* _The request_
Please retype every one of the entries below word for word, keeping each line unchanged.

(Point annotation records)
⟨
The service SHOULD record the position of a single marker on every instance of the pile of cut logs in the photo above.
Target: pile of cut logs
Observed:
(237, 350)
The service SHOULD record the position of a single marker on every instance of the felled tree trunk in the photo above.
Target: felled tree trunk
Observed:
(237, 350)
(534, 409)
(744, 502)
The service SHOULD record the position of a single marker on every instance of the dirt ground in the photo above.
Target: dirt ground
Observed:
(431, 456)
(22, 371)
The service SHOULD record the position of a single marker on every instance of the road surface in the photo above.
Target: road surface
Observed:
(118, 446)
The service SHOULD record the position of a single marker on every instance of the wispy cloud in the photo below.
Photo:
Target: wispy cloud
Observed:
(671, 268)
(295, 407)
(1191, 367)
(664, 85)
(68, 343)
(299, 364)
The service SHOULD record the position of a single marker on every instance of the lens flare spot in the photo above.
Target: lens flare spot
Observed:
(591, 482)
⟩
* _Final answer_
The service SHOULD record the position of a single marker on every instance of the pile of cut logs in the photo above.
Target: pile of cut logs
Observed:
(237, 350)
The service SHOULD record the position of a single marker on every instance of the felled tree trunk in the photo above.
Target: felled tree trunk
Observed:
(237, 350)
(534, 409)
(744, 502)
The service SHOULD record the position of a single marker on every instance of the dirt ground in the photo above.
Target: dirt ground
Observed:
(431, 456)
(22, 371)
The service SHOULD record the position of a single marker on every instance of the road surface in the photo above.
Target: road surface
Observed:
(118, 446)
The service SHOULD record the position of a single marker on every instance of the wispy cloud in the photo below.
Photo:
Target: wispy cloud
Observed:
(671, 268)
(295, 407)
(1191, 367)
(664, 85)
(68, 343)
(299, 364)
The service SHOULD record the position of a single marker on every instance of the lens flare spot in the photo above.
Target: lens flare spot
Observed:
(591, 482)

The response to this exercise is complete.